#### [What this task involves]
The entries below hold a line with "34, row 173." and a line with "270, row 118.". Return those lines and all that lie between them, exactly and only.

----------

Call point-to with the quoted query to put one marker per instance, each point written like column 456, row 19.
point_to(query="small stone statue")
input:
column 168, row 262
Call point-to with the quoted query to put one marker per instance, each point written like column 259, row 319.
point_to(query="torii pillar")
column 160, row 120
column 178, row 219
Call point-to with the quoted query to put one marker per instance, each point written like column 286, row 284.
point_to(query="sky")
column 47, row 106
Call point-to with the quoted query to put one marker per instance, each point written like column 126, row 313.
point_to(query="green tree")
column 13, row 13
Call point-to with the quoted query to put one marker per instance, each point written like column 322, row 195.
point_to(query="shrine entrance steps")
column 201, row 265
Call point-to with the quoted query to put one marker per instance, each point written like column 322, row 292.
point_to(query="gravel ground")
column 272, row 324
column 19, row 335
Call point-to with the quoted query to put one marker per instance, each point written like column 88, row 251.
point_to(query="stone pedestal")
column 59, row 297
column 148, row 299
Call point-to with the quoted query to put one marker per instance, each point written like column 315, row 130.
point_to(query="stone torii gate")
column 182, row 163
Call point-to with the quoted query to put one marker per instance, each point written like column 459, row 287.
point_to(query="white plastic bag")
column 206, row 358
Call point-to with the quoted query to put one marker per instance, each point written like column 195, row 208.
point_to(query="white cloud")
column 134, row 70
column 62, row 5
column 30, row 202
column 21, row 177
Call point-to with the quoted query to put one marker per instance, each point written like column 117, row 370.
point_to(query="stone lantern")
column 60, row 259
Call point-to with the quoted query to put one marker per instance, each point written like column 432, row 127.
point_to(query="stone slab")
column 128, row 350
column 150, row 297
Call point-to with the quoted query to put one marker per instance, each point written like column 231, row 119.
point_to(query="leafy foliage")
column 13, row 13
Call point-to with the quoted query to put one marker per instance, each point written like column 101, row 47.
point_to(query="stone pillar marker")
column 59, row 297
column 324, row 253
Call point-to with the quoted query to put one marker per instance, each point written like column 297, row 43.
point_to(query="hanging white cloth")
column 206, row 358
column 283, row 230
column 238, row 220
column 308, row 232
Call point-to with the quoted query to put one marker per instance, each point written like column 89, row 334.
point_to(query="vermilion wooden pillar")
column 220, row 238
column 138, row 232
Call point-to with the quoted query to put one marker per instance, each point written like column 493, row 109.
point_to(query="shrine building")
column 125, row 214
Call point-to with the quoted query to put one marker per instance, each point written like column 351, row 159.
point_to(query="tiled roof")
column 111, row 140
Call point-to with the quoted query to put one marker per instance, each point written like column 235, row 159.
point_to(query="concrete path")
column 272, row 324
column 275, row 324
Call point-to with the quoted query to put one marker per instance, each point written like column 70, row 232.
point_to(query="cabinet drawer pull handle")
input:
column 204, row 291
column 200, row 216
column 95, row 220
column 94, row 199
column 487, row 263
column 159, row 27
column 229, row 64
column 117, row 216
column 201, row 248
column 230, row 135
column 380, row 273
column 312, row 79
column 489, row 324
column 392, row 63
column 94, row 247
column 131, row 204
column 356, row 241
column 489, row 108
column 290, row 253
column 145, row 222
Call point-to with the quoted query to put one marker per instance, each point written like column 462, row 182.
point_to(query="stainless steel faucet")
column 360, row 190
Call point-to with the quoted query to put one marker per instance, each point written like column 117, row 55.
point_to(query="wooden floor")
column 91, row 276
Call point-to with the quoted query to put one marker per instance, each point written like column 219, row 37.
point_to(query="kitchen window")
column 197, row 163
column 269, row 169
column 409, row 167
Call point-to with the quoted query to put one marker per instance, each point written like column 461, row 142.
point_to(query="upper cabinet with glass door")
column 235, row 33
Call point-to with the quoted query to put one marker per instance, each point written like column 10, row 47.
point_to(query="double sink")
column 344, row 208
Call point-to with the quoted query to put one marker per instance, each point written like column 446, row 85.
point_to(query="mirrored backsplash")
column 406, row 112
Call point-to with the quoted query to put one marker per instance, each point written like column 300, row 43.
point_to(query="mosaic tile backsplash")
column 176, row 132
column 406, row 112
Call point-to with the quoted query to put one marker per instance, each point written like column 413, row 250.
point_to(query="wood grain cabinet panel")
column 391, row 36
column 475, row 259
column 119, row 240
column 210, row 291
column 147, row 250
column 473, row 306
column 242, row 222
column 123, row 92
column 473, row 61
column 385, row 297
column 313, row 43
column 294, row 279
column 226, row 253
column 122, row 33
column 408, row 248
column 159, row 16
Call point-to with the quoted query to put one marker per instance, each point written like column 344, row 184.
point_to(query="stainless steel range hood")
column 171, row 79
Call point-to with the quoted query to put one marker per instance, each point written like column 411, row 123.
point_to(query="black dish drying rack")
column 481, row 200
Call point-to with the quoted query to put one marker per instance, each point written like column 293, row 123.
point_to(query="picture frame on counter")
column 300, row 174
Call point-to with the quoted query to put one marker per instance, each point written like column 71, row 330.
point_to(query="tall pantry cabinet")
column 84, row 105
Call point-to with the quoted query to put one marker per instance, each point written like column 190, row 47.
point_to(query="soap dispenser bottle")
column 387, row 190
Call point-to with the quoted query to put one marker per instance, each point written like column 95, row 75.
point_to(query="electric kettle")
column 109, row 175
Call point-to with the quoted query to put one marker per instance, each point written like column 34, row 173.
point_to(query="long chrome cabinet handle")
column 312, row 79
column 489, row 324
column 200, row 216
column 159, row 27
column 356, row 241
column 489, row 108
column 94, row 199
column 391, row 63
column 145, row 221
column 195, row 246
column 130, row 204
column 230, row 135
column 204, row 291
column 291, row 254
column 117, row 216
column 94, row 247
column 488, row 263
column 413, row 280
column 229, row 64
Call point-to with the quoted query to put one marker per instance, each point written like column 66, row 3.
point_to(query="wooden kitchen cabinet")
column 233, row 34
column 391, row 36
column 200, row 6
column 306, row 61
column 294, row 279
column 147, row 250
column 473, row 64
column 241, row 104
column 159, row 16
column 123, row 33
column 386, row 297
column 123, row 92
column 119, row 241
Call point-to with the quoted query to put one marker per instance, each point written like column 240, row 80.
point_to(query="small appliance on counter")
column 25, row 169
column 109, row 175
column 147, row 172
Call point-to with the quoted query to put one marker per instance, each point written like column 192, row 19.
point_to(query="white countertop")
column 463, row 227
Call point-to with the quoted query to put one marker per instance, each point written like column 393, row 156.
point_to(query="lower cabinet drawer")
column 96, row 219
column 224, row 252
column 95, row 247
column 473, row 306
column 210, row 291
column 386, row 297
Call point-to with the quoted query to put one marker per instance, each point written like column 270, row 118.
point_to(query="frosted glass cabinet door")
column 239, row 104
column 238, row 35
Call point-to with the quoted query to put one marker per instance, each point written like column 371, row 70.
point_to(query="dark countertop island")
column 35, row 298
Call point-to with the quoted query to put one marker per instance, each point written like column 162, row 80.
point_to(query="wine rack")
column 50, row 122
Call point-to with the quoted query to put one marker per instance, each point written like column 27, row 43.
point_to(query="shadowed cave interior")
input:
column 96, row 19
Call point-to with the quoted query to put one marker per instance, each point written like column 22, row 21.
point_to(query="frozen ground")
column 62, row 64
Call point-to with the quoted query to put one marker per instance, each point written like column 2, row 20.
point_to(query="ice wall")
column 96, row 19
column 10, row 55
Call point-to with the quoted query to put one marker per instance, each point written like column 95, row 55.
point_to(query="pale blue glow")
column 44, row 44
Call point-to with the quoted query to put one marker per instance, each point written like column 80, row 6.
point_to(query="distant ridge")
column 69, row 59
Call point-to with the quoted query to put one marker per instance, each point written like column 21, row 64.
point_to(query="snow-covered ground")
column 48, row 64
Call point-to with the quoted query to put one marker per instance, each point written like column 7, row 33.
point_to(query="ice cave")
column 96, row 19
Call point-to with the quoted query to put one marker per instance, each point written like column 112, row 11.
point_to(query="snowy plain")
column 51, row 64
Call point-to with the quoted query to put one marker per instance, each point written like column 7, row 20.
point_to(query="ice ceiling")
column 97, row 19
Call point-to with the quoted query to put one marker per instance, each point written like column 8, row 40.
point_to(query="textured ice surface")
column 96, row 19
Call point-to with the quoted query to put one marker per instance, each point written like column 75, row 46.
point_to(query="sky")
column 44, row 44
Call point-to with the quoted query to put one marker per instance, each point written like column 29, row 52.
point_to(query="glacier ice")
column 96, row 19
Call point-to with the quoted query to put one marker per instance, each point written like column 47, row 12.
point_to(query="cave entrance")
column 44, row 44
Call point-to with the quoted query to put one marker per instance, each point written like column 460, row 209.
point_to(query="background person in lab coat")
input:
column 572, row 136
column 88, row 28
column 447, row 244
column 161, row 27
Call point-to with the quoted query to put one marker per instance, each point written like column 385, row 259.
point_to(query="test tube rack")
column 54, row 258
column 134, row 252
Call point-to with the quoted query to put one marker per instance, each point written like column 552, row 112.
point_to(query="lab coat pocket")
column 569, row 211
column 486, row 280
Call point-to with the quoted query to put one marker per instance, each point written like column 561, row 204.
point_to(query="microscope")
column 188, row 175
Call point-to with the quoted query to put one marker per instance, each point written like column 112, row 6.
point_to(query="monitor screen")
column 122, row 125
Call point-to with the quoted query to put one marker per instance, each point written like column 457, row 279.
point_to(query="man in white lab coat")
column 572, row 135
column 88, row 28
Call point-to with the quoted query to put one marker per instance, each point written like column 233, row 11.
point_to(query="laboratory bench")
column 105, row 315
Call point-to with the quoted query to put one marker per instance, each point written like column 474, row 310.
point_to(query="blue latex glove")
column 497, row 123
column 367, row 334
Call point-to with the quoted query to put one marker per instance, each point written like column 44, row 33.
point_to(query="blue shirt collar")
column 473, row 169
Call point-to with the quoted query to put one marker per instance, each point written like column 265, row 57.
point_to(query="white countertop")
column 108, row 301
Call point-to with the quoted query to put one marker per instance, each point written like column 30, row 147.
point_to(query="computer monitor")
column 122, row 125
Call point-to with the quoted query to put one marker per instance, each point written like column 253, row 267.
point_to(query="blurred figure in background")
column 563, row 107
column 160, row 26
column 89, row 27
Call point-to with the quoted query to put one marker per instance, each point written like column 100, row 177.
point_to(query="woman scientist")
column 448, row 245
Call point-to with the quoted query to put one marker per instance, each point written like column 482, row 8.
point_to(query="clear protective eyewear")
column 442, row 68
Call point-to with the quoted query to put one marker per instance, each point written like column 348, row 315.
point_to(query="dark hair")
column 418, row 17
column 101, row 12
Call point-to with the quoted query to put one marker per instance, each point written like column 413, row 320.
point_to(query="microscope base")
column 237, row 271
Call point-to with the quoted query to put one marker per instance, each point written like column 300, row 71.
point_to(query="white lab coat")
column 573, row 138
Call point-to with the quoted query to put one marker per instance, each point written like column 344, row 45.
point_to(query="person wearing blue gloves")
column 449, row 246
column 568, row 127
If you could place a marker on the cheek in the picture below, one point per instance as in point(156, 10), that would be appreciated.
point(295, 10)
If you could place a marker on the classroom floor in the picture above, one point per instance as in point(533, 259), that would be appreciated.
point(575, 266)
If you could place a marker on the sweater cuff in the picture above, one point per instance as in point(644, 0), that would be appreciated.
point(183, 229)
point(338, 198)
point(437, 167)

----------

#### [Exercise solution]
Call point-to with the quoted query to put one marker per instance, each point written like column 34, row 173.
point_to(query="long chrome cabinet handle")
column 312, row 79
column 489, row 324
column 200, row 216
column 159, row 27
column 356, row 241
column 489, row 108
column 94, row 199
column 391, row 63
column 145, row 221
column 195, row 246
column 130, row 204
column 230, row 135
column 204, row 291
column 291, row 254
column 117, row 216
column 94, row 247
column 488, row 263
column 413, row 280
column 229, row 64
Call point-to with the quoted query to put one marker per instance, each point written like column 66, row 3.
point_to(query="wooden kitchen cabinet")
column 233, row 34
column 391, row 36
column 200, row 6
column 306, row 61
column 294, row 279
column 147, row 250
column 473, row 64
column 241, row 104
column 159, row 16
column 123, row 33
column 386, row 297
column 123, row 92
column 119, row 241
Call point-to with the quoted query to put one marker per instance, each point written like column 240, row 80.
point_to(query="small appliance on counter")
column 25, row 169
column 109, row 175
column 147, row 172
Call point-to with the quoted query to put one marker per instance, each point written like column 192, row 19.
point_to(query="white countertop")
column 463, row 227
Call point-to with the quoted query to put one marker per instance, each point written like column 393, row 156.
point_to(query="lower cabinet drawer")
column 96, row 219
column 224, row 252
column 95, row 247
column 473, row 306
column 210, row 291
column 386, row 297
Call point-to with the quoted query to put one marker per instance, each point written like column 270, row 118.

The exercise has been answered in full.